▶ **Exercise objective**: The entries below are to be reproduced in full, exactly as written.
<<<<
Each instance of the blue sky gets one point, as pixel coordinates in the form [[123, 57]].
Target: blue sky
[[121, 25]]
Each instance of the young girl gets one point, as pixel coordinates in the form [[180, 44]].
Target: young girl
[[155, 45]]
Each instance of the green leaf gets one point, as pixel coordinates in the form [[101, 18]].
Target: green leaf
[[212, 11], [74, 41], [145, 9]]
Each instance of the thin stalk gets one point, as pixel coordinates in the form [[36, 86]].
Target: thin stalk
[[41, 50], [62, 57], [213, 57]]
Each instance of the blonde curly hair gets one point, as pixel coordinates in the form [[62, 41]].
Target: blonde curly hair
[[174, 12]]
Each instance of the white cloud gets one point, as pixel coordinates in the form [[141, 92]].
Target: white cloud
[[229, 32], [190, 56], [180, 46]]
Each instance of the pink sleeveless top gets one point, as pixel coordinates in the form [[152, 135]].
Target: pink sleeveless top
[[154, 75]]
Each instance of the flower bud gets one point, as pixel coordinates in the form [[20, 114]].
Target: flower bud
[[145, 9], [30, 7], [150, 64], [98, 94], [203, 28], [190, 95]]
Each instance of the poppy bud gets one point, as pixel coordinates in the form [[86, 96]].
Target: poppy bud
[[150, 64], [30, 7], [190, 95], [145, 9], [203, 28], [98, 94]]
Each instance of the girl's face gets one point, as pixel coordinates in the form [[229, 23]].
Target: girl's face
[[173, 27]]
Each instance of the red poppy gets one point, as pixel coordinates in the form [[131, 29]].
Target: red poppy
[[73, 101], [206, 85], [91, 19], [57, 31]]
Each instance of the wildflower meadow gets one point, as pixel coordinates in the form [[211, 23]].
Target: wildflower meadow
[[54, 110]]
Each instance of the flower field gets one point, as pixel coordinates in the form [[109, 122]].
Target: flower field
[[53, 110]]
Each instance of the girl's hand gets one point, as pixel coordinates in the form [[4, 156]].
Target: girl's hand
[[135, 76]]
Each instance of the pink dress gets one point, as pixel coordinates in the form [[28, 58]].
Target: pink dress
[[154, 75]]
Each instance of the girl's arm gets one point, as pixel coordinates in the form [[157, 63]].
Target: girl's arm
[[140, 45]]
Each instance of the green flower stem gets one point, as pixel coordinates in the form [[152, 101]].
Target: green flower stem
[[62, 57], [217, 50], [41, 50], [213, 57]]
>>>>
▶ **Written answer**:
Each instance of the blue sky gets one point, as pixel coordinates in the form [[123, 57]].
Target: blue sky
[[121, 25]]
Each instance of the young girl gets one point, as pixel coordinates in the form [[180, 44]].
Target: young girl
[[155, 45]]
Each instance of the green leaf gets one point, as pixel coordinates in the form [[101, 18]].
Target: green leaf
[[212, 11], [74, 41], [145, 9]]
Each instance of the thin stalk gets one point, as pixel coordinates in the form [[36, 86]].
Target: thin stalk
[[41, 50], [62, 57], [213, 57]]
Each instance of the blonde curly hair gets one point, as pixel coordinates in the form [[62, 41]].
Target: blonde curly hair
[[174, 12]]
Each instance of the white cloud gets one point, as pixel coordinates in the form [[141, 92]].
Target: white cloud
[[229, 32], [190, 56], [180, 46]]
Each instance of the pink sleeveless top gets one point, as pixel coordinates in the form [[152, 135]].
Target: pink sleeveless top
[[154, 75]]
Each instance of the flower bud gets one point, as pixel coordinates in the form [[20, 114]].
Target: flower bud
[[145, 9], [30, 7], [150, 64], [98, 94], [203, 28], [190, 95]]
Each instance of the poppy bud gets one point, as pixel coordinates in the form [[86, 96]].
Target: poppy bud
[[150, 64], [30, 7], [190, 95], [145, 9], [203, 28], [98, 94]]
Each instance of the girl's face gets one point, as pixel coordinates in the form [[229, 23]].
Target: girl's face
[[173, 27]]
Each instance of the red poppy gets one point, as pixel coordinates in the form [[131, 29]].
Target: red poppy
[[73, 101], [206, 85], [91, 19], [57, 31]]
Each instance of the wildflower meadow gets one point, as pixel coordinates in the form [[211, 23]].
Target: wildflower meadow
[[54, 110]]
Each instance of the flower field gets one point, as pixel coordinates in the form [[109, 122]].
Target: flower field
[[53, 110]]
Each instance of the girl's hand gets one point, as pixel coordinates in the form [[4, 156]].
Target: girl's hand
[[135, 76]]
Each instance of the pink dress gets one point, as pixel coordinates in the form [[28, 58]].
Target: pink dress
[[154, 75]]
Each instance of the girl's arm gets one point, as pixel coordinates in the form [[157, 63]].
Target: girl's arm
[[140, 45]]
Each instance of the green flower stem gets one point, as pixel coordinates in the form [[152, 101]].
Target: green flower stem
[[62, 57], [217, 50], [41, 50], [213, 57]]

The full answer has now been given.